EXERCISE INSTRUCTIONS:
Word for word, write out the entries that follow, omitting all pictures.
======== GIVEN RECORDS
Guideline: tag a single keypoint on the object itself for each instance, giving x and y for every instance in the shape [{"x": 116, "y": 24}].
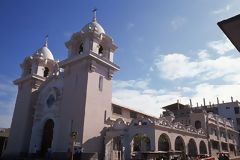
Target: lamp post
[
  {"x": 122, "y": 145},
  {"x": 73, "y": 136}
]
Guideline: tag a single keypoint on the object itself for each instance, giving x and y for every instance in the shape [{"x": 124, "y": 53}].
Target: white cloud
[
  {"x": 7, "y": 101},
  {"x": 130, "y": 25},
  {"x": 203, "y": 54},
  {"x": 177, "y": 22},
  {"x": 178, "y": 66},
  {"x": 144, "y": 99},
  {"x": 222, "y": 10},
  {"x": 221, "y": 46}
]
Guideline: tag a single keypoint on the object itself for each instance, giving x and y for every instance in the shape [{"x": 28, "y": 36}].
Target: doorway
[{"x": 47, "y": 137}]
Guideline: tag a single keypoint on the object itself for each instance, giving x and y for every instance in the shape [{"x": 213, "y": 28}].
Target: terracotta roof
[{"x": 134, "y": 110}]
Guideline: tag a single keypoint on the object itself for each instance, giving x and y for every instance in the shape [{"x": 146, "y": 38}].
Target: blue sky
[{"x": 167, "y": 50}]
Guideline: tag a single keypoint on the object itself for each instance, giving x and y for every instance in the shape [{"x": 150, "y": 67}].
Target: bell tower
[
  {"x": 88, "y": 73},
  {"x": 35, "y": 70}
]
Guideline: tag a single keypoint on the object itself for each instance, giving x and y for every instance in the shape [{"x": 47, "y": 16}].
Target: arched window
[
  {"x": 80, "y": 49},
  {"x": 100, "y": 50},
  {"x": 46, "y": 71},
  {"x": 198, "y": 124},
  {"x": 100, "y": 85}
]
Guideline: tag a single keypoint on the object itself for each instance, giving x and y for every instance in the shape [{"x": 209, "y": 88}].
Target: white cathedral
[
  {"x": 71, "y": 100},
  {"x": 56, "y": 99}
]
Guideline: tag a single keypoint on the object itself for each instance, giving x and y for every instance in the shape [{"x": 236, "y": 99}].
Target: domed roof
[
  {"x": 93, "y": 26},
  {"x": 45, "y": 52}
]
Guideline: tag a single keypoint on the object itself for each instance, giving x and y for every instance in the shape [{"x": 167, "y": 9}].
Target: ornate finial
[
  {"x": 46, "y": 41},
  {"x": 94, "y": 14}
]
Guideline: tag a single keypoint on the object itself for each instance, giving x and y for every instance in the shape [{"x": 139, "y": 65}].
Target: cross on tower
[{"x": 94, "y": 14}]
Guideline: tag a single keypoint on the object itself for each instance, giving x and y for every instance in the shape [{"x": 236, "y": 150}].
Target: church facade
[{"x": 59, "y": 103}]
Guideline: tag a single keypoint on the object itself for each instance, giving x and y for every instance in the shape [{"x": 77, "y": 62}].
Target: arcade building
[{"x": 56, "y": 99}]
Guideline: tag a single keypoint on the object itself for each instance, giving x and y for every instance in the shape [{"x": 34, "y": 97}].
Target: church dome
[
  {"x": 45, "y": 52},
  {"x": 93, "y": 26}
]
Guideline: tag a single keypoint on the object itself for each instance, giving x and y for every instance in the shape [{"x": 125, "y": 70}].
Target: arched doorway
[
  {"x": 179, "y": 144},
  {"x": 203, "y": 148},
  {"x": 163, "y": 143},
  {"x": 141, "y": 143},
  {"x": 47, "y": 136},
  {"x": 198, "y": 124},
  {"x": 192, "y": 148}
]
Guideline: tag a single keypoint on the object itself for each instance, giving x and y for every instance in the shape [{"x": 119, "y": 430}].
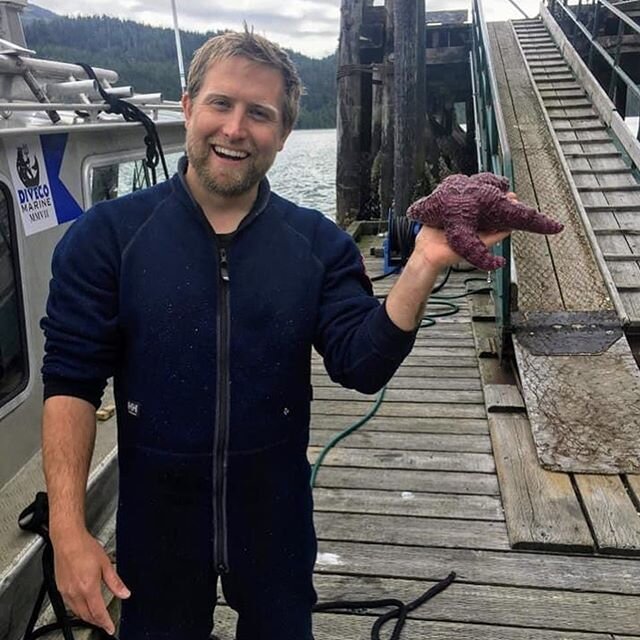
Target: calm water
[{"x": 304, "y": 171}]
================
COMPLETED TASK:
Guideline: tag a single keypoint on the object itself for each instance, giving x and y for every instance in the shape [{"x": 116, "y": 24}].
Target: lamp post
[
  {"x": 122, "y": 145},
  {"x": 73, "y": 136}
]
Guideline: tag a single keypoint on the object itself for each instance, giving x and y for every instance in the shape [{"x": 124, "y": 53}].
Target: white cloud
[
  {"x": 7, "y": 101},
  {"x": 130, "y": 25},
  {"x": 203, "y": 54},
  {"x": 177, "y": 22},
  {"x": 178, "y": 66},
  {"x": 144, "y": 99},
  {"x": 222, "y": 10},
  {"x": 221, "y": 46}
]
Guideline: tag a single keypoint on the object itself for each instance, giving x and y for every instance in the shape [{"x": 28, "y": 36}].
Target: doorway
[{"x": 47, "y": 137}]
Guideline: tag a single keypoint on the object itself for each instance, giving x and y for every instance in the shape [{"x": 213, "y": 28}].
Target: terracotta roof
[{"x": 134, "y": 110}]
Guideline: tag a single keypoint on the object itself for each instance, giving x and y for every instance in the shape [{"x": 146, "y": 38}].
Target: blue sky
[{"x": 167, "y": 50}]
Guideline: tag a single keypoint on the object itself for each instance, giving x and y for every instance in the shape [{"x": 150, "y": 67}].
Target: bell tower
[
  {"x": 88, "y": 73},
  {"x": 35, "y": 70}
]
Guideline: tag a single keypoint on the object itself for each instance, giving x and y for every instance in the shape [{"x": 47, "y": 16}].
Target: arched window
[
  {"x": 80, "y": 49},
  {"x": 100, "y": 50},
  {"x": 46, "y": 71},
  {"x": 198, "y": 124},
  {"x": 100, "y": 85}
]
Guideline: tag a single keypoint on the object itself for each instance, giving x and y for every instance in the shape [{"x": 209, "y": 88}].
Target: white cathedral
[
  {"x": 71, "y": 100},
  {"x": 56, "y": 99}
]
Guideline: tag a single keypoint on the object itself for each instance, giving x and y for every instance in the shape [{"x": 236, "y": 99}].
Target: domed roof
[
  {"x": 93, "y": 26},
  {"x": 45, "y": 52}
]
Guideline: tag a single keypoint on the object itself for each instance, giving x and y for every instance in the shape [{"x": 167, "y": 9}].
Target: ornate finial
[
  {"x": 46, "y": 41},
  {"x": 94, "y": 14}
]
Guideline: tag a single keypoint on the object itself for each instance, giving x and y for every instance in the shape [{"x": 139, "y": 65}].
Target: cross on tower
[{"x": 94, "y": 14}]
Guideline: tag a single keypoint on the object itself for each instance, giving x and y for every instance in the shape [{"x": 236, "y": 150}].
Target: church facade
[{"x": 59, "y": 103}]
Guideline: tag a single keypoint on the object itself for each instance, giving x and y for every instance in the shape [{"x": 77, "y": 62}].
Target: arcade building
[{"x": 56, "y": 99}]
Guideline: tag a single keypoint on the object itself for each instance, giving x and y for every instance in the shape [{"x": 34, "y": 97}].
Target: church dome
[
  {"x": 45, "y": 52},
  {"x": 93, "y": 26}
]
Guideline: tag a single keypoint on the object itself for each instance, giving x and y for every instance in the shape [{"x": 125, "y": 70}].
Target: arched doorway
[
  {"x": 179, "y": 144},
  {"x": 203, "y": 148},
  {"x": 163, "y": 143},
  {"x": 141, "y": 143},
  {"x": 47, "y": 136},
  {"x": 198, "y": 124},
  {"x": 192, "y": 148}
]
Guideline: tag a single keypoint on the object itself for each instance, giving x and y for every instance in the shape [{"x": 119, "y": 430}].
Target: calm water
[{"x": 304, "y": 171}]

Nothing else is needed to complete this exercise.